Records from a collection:
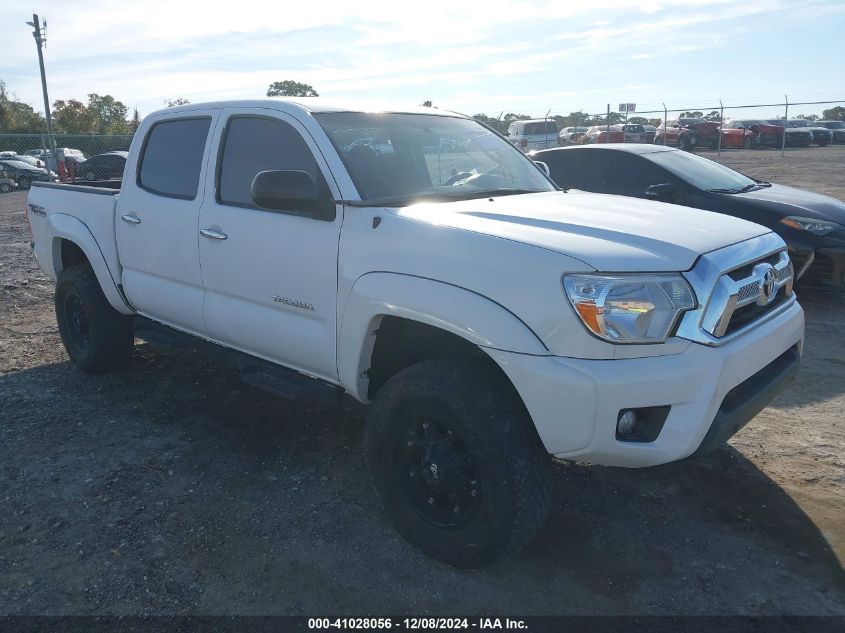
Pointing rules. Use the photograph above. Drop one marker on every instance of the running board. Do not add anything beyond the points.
(257, 372)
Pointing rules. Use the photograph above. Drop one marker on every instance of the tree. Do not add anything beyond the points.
(16, 116)
(109, 114)
(136, 119)
(290, 88)
(72, 117)
(101, 115)
(834, 114)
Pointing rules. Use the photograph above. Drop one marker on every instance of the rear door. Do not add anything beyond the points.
(270, 276)
(158, 212)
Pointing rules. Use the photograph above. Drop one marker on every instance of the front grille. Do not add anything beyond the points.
(748, 292)
(747, 314)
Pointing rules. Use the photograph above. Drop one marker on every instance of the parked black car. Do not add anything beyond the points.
(812, 225)
(837, 128)
(102, 166)
(25, 174)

| Problem to solve |
Return every line above exactly, omitting images.

| Answer space |
Pointing rules. Use the photograph above. Drop one marker on every instance of the running board. Do not add anything beyond the points.
(257, 372)
Pointing rules. Use the photograph above. Drop one marker on every instance of the tree. Do not add anything beyond the points.
(16, 116)
(109, 114)
(136, 119)
(290, 88)
(72, 117)
(101, 115)
(834, 114)
Pointing rules. Use the photograph above. Drop one marker on every instance of the rear door. Do not add anything beyond the points.
(270, 276)
(158, 212)
Pointing rules. Use the photograph above. Drop one marker on every instance of the front grille. Do not add anything beyond the points.
(748, 292)
(747, 314)
Pointing rules. Use the photograph above. Drop one marker on every instance of the parked black car. Do not add anything beyond the points.
(812, 225)
(837, 128)
(102, 166)
(25, 174)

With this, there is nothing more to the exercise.